:: Assignment ::
Print out the entries that follow exactly, missing none.

:: Exercise data ::

----------------------------------------

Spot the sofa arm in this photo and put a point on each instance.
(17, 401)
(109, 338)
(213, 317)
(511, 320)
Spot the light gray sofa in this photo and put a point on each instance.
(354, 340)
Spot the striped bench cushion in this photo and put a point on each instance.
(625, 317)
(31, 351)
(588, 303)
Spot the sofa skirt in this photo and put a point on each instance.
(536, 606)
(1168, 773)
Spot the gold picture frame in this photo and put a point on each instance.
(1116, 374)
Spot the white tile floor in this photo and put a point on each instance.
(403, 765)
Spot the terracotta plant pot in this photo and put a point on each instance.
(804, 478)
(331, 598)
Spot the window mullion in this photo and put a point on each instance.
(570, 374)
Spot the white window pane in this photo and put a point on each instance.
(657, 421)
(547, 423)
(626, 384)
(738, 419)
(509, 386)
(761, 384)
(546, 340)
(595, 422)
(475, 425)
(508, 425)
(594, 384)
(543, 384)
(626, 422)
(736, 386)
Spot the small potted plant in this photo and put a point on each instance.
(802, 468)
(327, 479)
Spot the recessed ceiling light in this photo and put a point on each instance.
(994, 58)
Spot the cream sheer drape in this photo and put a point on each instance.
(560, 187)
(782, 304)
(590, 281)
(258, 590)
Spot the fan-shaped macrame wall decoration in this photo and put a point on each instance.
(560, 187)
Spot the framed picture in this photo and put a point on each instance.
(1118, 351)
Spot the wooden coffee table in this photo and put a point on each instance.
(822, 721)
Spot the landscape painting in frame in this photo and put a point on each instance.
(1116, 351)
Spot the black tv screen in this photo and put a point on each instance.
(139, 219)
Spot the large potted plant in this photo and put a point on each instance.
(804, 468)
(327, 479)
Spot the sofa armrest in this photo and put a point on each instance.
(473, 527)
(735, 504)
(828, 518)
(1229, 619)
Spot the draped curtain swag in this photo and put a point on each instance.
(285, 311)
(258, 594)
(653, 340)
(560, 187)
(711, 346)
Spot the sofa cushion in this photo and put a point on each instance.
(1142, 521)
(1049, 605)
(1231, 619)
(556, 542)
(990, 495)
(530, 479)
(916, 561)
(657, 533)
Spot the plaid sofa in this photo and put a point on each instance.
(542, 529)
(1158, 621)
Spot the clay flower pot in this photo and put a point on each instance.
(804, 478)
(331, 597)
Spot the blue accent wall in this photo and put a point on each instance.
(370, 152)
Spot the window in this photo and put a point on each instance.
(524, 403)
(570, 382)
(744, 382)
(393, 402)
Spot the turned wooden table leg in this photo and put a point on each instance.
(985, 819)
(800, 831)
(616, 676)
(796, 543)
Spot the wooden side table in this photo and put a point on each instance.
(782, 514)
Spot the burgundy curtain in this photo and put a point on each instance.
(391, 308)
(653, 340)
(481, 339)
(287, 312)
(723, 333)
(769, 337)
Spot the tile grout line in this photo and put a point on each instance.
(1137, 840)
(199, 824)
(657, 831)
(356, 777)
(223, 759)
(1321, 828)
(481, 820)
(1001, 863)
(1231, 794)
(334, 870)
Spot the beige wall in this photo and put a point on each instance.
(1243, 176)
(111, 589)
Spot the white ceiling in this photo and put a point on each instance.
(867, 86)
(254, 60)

----------------------------------------

:: Answer area ::
Spot the sofa arm in this photo and put a point on each instance.
(17, 401)
(109, 338)
(213, 317)
(511, 320)
Spot the light gray sofa in this photo and put a point on each instance.
(354, 340)
Spot the striped bench cushion in this photo and put a point on each instance.
(625, 317)
(31, 351)
(588, 303)
Spot the sofa skirt in this photo and put a point on each instance.
(536, 606)
(1168, 773)
Spot the gold picture frame in this photo and put a point on each instance.
(1116, 374)
Spot the white tile floor in this photo and put a point on each instance.
(403, 765)
Spot the terracotta plant pot in this photo and put a point on each instance.
(804, 478)
(331, 598)
Spot the window mullion in this photo and put a point on each instance.
(570, 374)
Spot the white window pane in this photo and put a point on each instance.
(657, 421)
(547, 423)
(626, 384)
(738, 419)
(509, 386)
(761, 384)
(546, 340)
(595, 422)
(475, 425)
(508, 425)
(594, 384)
(543, 384)
(626, 422)
(736, 386)
Spot the small potted plant in this photo and put a point on each instance.
(802, 468)
(327, 479)
Spot the recessed ceiling light in this photo and put a point on each instance.
(994, 58)
Spot the cream sheer drape in this photo and put a point on each instance.
(560, 187)
(782, 304)
(590, 281)
(258, 590)
Spot the fan-shaped macrame wall decoration in this photo and put a point on each instance.
(560, 187)
Spot the framed picture in this photo and put a point on each instance.
(1118, 351)
Spot the wooden coffee table in this photo and put a point on each instance.
(822, 721)
Spot the landscape painting in frame in this photo and put a point on each instance.
(1116, 351)
Spot the black tv screen in this photo and put a point on each instance.
(139, 219)
Spot the large potted plant in this photo and put a point on each instance.
(804, 468)
(327, 479)
Spot the sofa armrest in this photo and put a point on each instance.
(473, 527)
(735, 504)
(828, 518)
(1229, 619)
Spot the draped curtain swag in this photo and put a point on each instance.
(285, 311)
(258, 594)
(653, 340)
(560, 187)
(711, 346)
Spot the sofa cushion in this photo and put a point on each instance.
(1142, 521)
(1049, 605)
(1231, 619)
(556, 542)
(990, 495)
(530, 479)
(916, 561)
(657, 533)
Spot the plaid sofa in this photo and put a point on each instance.
(542, 529)
(1158, 621)
Spot the clay flower pot in this photo and put a point on each instance.
(804, 478)
(331, 597)
Spot the blue accent wall in this photo and put a point on each instance.
(370, 152)
Spot the window in this photo and put a point on each instance.
(524, 403)
(570, 382)
(744, 382)
(393, 402)
Spot the turned wooden table leg in this photo and put a point on each instance.
(985, 819)
(800, 831)
(616, 676)
(796, 543)
Spot the wooden side table in this photo and put a point on each instance.
(782, 514)
Spot the burgundy curtain in this photo and put a point on each instance.
(391, 308)
(653, 340)
(481, 339)
(287, 312)
(723, 333)
(769, 337)
Spot the tile grout line in this photo and put a point on each instance.
(1137, 840)
(199, 824)
(657, 831)
(356, 777)
(223, 759)
(1321, 828)
(481, 820)
(1001, 863)
(1231, 794)
(334, 870)
Spot the beige wall in this photo and put a point on each instance.
(1243, 176)
(111, 589)
Spot the white ceiling in this photo and put a point on each instance.
(867, 86)
(254, 60)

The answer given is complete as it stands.